Deconstructing I-502, Part 2: Storefronts Aren’t Happening

March 6, 2012

[Ed. Note: This is part 2 of Sensible Washington’s multi-part analysis of I-502.]

Safe access is an issue that affects patients and non-patients alike. Without legal cannabis, there can be no safe access. That’s typical with decriminalization, where possession isn’t a crime, but manufacture and delivery is.

In Part 1, we explained how I-502 would allow for the state-licensed cultivation, processing, and sale of cannabis. Here, we explain why such a distribution scheme will never see the light of day. It’s possible we’d get to keep the provision allowing an ounce for personal use, but the storefront model is a house of cards in a windstorm.

It’s too bad. As spelled out in Section 28 of the initiative, the tax revenue could have funded things like substance-abuse prevention, community health care, and—crucially—our best hope for a scientific assessment of I-502’s own per se DUI standards.

We won’t see a dime.

The Supremacy Clause of the U.S. Constitution states that when there’s a conflict between state law and federal law, federal law wins. A top-notch explanation of federal preemption was posted last year on the Questionland Seattle website by I-502’s own campaign director (and co-author of the initiative), Alison Holcomb:

“(W)hat would happen if Washington decided to bring marijuana production and distribution under a regulatory system—in a manner similar to alcohol, for example. Such a system would most likely require someone to break federal law (depositing sales tax in a bank would constitute money laundering, for example) and therefore be vulnerable to a federal preemption challenge. But how would the political landscape change? Might a state’s expression of its willingness to try something different from our failed experiment with marijuana prohibition catalyze change at the federal level?”

> DATASET
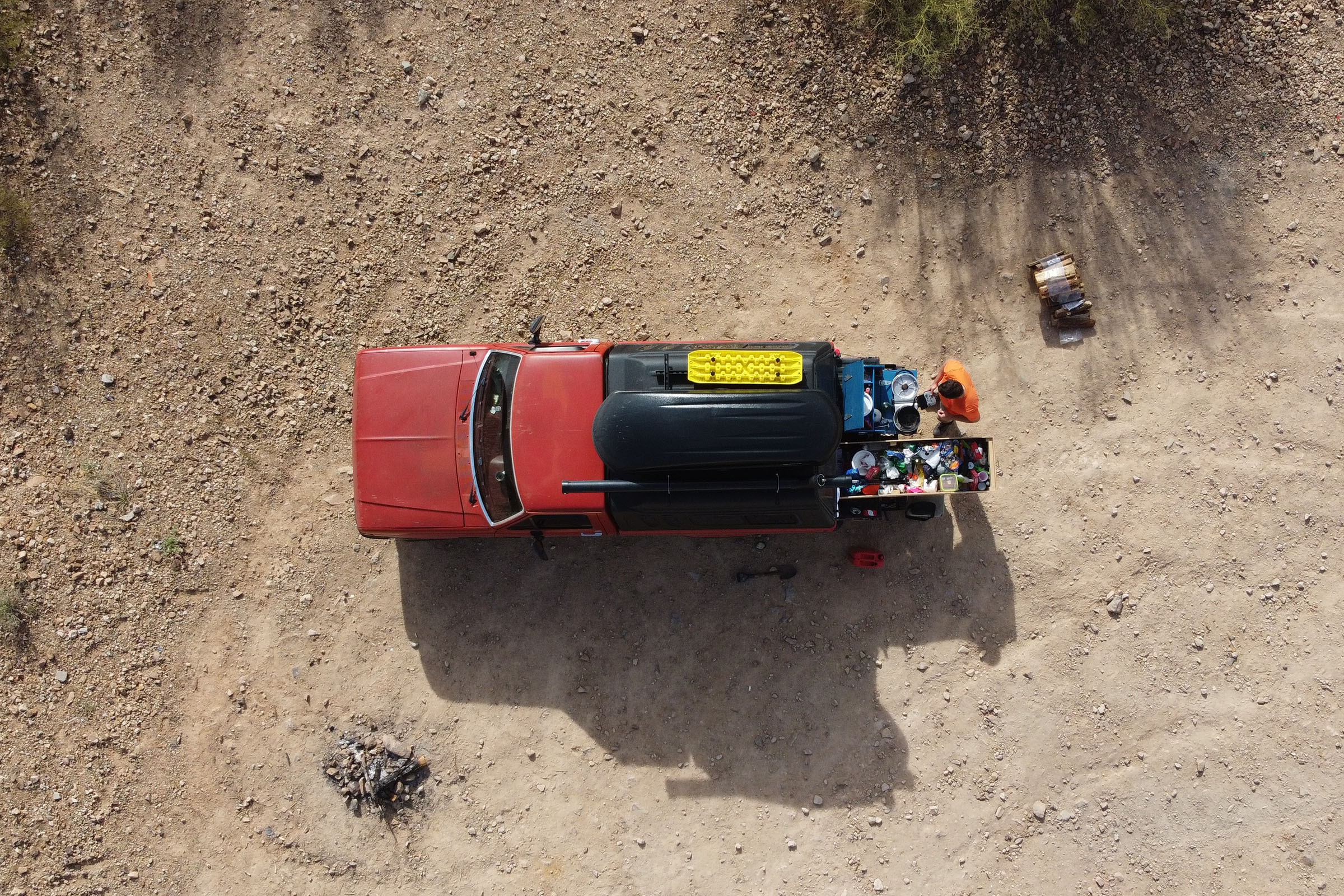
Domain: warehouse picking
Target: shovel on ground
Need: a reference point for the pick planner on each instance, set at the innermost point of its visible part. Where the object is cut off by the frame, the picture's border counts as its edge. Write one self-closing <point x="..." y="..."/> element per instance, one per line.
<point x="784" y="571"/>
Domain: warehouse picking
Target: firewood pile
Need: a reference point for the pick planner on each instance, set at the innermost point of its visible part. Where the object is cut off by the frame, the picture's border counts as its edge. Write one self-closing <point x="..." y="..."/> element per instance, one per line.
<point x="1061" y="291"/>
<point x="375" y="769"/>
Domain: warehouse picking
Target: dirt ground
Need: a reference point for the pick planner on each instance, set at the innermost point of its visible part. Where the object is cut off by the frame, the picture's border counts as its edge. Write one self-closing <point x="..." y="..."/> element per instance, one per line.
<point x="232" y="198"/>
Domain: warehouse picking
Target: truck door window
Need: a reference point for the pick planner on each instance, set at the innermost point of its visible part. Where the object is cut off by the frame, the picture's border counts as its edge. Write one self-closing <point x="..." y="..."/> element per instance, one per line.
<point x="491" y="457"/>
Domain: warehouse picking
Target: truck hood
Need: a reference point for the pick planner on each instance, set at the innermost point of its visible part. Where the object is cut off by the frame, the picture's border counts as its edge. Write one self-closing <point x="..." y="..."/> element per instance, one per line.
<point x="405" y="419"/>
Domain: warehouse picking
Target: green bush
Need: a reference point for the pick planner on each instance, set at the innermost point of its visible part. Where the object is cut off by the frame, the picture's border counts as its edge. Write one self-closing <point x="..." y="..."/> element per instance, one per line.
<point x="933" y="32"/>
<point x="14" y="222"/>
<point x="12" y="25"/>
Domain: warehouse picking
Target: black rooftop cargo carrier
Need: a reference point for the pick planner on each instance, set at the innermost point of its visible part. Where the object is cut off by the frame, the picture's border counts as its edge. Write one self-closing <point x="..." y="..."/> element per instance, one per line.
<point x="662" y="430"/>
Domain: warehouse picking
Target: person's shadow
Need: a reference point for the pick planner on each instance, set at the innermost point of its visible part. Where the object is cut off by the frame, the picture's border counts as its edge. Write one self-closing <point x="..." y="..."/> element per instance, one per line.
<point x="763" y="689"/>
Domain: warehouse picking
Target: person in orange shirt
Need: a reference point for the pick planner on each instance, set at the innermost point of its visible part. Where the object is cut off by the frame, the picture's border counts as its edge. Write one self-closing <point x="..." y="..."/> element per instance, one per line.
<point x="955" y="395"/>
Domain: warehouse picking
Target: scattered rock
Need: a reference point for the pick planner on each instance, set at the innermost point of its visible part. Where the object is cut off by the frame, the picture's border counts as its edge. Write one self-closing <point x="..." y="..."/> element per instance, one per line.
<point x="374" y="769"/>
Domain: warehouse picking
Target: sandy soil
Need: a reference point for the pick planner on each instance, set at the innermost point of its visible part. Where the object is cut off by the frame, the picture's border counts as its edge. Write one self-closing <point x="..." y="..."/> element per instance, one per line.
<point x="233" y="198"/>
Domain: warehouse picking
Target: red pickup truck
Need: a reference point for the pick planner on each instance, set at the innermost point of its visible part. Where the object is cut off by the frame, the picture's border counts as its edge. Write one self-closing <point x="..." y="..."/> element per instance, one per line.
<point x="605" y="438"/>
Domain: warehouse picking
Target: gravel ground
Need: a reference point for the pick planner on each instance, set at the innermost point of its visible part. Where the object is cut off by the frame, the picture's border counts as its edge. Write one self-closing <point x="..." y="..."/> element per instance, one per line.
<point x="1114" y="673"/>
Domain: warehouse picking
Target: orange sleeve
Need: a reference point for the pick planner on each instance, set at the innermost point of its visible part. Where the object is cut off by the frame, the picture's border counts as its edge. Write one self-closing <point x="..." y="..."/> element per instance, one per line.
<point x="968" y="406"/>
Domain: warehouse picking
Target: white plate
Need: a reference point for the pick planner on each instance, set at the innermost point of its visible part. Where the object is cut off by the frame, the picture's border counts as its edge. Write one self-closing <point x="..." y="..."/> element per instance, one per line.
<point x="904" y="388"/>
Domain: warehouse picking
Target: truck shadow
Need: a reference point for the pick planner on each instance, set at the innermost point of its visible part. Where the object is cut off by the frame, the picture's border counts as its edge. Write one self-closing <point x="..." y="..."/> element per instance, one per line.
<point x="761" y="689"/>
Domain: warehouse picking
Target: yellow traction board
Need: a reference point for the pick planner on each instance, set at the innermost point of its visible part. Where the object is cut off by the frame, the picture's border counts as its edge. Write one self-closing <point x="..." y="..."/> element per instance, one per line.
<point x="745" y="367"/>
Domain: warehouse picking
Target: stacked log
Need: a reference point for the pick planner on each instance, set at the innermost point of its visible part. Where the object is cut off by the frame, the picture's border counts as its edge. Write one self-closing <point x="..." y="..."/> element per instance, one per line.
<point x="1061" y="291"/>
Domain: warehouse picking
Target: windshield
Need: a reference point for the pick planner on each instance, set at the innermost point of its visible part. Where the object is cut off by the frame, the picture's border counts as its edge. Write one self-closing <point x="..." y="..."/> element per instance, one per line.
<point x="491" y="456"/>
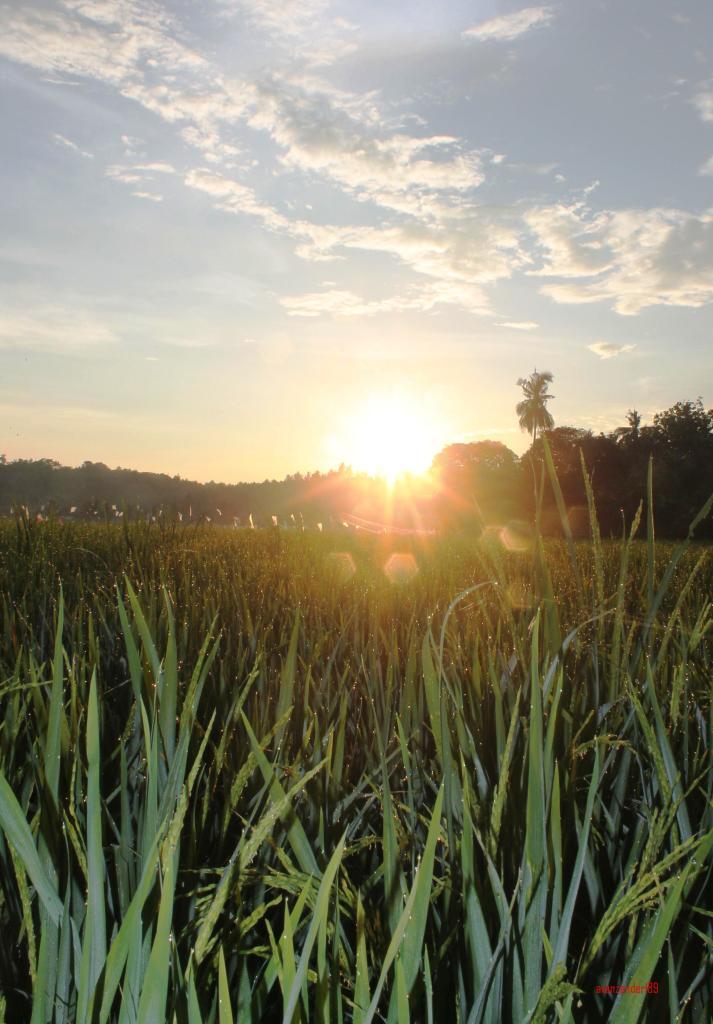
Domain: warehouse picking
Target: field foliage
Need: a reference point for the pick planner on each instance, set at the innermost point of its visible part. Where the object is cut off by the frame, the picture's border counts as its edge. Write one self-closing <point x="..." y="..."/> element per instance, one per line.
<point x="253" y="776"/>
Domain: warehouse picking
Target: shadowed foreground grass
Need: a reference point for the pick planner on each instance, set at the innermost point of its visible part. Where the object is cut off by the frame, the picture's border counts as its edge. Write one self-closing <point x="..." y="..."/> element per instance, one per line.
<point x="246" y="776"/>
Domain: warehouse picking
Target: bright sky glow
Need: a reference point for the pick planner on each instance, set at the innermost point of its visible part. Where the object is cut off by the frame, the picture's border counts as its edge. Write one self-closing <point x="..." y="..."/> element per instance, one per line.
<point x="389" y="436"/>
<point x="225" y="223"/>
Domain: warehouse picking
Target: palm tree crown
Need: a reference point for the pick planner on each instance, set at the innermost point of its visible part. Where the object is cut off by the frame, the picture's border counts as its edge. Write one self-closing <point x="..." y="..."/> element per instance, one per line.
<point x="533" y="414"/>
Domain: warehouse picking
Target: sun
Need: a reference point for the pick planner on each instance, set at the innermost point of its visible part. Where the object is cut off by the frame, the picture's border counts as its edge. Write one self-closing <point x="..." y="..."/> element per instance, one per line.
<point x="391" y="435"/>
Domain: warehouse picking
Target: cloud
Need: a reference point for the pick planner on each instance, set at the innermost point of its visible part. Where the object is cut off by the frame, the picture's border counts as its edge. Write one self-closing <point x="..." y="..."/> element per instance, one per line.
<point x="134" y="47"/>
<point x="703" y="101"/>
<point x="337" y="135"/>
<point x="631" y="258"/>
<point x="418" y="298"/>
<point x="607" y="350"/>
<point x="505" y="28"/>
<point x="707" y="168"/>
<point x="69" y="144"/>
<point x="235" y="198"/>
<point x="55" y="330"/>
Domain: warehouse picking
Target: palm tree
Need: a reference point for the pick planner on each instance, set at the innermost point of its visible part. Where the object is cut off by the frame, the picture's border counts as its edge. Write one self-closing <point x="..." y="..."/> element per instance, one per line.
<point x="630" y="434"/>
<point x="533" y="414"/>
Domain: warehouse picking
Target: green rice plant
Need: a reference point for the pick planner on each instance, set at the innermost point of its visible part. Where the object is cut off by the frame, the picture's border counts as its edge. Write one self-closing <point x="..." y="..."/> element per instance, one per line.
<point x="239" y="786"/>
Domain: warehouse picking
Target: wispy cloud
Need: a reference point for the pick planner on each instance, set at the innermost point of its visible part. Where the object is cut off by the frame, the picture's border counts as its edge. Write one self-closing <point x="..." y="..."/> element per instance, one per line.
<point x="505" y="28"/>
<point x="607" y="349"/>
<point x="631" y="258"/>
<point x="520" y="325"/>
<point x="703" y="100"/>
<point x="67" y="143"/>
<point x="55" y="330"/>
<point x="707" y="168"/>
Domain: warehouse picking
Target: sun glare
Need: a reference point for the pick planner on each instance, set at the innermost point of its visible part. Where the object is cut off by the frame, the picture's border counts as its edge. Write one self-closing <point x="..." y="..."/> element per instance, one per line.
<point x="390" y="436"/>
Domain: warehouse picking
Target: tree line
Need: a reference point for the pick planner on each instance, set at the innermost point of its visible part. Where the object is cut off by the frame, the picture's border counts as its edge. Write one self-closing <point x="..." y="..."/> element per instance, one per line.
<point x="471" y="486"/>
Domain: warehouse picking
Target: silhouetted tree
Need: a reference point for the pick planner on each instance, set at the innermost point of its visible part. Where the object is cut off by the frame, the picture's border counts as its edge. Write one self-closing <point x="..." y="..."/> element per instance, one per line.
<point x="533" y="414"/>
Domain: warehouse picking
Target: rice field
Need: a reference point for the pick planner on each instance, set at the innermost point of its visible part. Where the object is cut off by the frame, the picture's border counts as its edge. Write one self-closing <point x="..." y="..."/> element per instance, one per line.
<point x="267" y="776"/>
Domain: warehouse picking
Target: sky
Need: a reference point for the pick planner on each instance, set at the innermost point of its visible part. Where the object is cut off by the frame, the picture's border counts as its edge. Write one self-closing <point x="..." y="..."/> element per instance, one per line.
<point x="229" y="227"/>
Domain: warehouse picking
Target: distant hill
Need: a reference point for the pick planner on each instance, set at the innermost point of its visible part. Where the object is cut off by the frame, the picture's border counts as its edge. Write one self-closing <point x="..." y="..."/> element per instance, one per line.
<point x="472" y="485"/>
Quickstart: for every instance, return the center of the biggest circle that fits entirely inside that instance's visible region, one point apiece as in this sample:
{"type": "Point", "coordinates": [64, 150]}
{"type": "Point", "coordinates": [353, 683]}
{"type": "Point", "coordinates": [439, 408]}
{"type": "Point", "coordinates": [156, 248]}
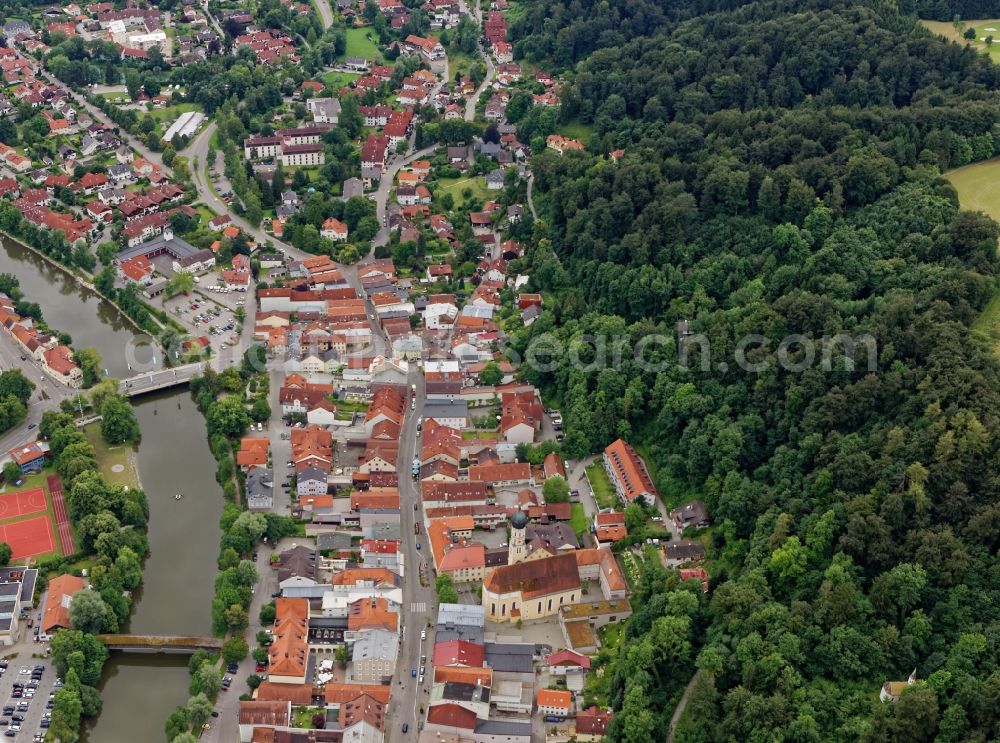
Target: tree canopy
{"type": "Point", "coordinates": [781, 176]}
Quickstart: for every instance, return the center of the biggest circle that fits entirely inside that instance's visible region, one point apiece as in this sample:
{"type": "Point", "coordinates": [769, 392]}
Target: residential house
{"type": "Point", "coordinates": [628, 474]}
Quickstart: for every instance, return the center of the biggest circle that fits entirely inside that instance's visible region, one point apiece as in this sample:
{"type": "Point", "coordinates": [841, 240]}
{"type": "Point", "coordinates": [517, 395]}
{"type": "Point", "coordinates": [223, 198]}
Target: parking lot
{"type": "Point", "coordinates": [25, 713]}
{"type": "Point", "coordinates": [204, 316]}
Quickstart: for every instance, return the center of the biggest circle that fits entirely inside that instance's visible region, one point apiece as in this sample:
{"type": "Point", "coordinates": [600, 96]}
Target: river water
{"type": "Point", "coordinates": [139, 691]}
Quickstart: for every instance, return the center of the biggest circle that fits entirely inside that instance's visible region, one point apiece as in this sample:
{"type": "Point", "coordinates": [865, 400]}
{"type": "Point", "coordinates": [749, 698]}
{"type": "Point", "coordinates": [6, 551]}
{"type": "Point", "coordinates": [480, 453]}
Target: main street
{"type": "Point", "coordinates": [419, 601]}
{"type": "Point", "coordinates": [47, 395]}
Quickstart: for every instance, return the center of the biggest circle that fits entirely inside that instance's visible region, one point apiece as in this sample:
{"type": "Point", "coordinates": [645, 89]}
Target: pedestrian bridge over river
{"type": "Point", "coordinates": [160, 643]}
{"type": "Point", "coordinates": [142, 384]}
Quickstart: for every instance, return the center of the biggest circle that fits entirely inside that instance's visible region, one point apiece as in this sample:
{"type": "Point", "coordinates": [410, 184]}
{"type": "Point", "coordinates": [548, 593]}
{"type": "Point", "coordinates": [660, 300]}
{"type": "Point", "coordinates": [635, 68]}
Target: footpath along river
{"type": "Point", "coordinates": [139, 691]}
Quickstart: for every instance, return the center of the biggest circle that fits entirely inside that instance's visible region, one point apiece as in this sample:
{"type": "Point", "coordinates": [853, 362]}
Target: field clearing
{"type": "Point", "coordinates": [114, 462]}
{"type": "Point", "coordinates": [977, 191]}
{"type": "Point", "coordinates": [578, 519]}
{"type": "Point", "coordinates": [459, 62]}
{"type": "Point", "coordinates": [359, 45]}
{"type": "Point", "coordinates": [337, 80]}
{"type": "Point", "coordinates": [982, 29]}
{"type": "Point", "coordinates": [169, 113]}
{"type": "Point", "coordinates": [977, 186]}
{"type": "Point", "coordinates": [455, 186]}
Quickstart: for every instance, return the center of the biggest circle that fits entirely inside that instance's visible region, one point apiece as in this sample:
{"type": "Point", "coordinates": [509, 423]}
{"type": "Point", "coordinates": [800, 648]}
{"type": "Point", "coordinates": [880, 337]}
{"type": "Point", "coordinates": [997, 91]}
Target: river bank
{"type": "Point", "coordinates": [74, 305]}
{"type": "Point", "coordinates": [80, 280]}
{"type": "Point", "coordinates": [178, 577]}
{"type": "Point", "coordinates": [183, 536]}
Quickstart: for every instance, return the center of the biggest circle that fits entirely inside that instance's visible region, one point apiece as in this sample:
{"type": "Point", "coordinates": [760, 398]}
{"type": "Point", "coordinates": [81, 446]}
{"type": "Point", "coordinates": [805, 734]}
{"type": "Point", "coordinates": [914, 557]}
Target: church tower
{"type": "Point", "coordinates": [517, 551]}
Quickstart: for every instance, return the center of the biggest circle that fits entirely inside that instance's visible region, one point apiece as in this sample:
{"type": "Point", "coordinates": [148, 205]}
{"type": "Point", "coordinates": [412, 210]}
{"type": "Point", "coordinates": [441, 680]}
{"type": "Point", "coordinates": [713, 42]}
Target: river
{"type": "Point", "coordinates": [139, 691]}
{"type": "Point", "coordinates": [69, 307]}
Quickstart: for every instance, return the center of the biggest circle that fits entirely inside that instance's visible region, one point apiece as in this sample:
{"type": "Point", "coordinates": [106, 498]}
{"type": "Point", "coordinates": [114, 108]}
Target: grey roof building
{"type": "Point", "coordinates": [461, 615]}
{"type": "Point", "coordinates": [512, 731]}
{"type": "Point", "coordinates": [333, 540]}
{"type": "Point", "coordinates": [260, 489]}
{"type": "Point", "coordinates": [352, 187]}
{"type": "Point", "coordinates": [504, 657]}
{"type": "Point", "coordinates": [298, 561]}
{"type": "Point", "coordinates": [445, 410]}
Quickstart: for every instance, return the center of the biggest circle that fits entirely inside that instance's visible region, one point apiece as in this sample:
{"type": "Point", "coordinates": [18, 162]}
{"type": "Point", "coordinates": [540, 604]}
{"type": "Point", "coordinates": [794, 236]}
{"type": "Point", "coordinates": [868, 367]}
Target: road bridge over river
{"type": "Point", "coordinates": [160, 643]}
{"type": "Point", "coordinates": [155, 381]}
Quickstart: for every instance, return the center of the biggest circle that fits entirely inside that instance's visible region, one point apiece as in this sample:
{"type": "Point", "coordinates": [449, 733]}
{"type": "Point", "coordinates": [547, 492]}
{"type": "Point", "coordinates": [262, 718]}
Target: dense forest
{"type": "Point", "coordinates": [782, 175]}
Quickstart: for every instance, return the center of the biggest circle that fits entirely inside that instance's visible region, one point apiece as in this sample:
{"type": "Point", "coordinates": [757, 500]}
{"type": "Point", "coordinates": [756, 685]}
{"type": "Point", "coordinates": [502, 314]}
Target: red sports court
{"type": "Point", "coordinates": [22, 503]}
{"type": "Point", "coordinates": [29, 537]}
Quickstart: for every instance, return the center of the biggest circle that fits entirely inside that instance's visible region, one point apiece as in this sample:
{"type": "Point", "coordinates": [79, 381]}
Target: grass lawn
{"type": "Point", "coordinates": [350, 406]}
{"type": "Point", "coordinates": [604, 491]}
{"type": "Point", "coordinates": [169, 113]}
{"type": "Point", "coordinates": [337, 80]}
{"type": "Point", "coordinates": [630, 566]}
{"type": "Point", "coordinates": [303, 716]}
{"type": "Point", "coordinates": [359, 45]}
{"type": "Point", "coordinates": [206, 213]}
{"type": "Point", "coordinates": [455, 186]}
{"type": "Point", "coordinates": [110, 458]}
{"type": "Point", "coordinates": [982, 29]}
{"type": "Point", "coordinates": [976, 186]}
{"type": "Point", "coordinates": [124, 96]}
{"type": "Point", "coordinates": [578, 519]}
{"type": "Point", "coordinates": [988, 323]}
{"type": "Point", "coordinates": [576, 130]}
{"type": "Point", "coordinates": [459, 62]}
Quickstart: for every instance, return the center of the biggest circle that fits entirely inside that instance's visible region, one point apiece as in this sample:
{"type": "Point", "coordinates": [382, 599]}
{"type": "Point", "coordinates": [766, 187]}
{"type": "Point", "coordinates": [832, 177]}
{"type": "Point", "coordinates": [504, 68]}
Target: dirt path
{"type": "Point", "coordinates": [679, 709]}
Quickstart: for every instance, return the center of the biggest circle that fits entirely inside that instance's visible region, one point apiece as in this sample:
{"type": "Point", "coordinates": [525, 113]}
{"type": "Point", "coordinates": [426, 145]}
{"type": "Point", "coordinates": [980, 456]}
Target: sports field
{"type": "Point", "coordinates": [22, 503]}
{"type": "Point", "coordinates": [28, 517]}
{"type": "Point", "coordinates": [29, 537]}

> TASK ITEM A
Answer these questions from the I-502 article:
(i) Which section of the initiative spells out how the tax revenue could have been used?
(ii) On which website did Alison Holcomb post her explanation of federal preemption?
(iii) In the quoted passage, what act is given as an example of money laundering?
> TASK ITEM B
Write the next part of the I-502 article, picking up after the quoted passage from Alison Holcomb.

> EXERCISE RESULT A
(i) Section 28
(ii) The Questionland Seattle website
(iii) Depositing sales tax in a bank

> EXERCISE RESULT B
Catalyzing change at the federal level sounds pretty good, but unlikely. This year alone, we’ve seen the Feds shut down licensing schemes in California’s Mendocino County and in Rhode Island. So far, the “enraged electorate” theory has not panned out.

We have previously urged people not to apply for a license under I-502; a signature would constitute an iron-clad confession to federal crimes. Fortunately for prospective applicants (and unfortunately for those spoiling for a federal showdown), preemption is a non-issue.

As Sensible Washington co-founder and NORML Board of Directors member Jeffrey Steinborn explained in a guest post to The Stranger’s Slog, Washington State employees won’t go for it. You can’t compel someone to commit an act that’s illegal under federal law. From Rolling Stone (2/16/2012):

Federal prosecutors in Washington State went even further, threatening state employees responsible for implementing new regulations for pot dispensaries. U.S. attorneys sent a letter to Gov. Christine Gregoire, warning that state employees “would not be immune from liability under the Controlled Substances Act.” Shocked by the threat – “It subjected Washington state employees to felony criminal prosecution!” – Gregoire vetoed the new rules.

It’s impossible to say what court challenges would follow. Perhaps the state employees’ union would get involved. I-502 might be found to be in violation of Fifth Amendment protections against self-incrimination. Also worthy of note is that I-502 has no severability provision to ensure that if one part is invalidated, the rest remains intact. There’s no way to predict with any certainty which portions would survive.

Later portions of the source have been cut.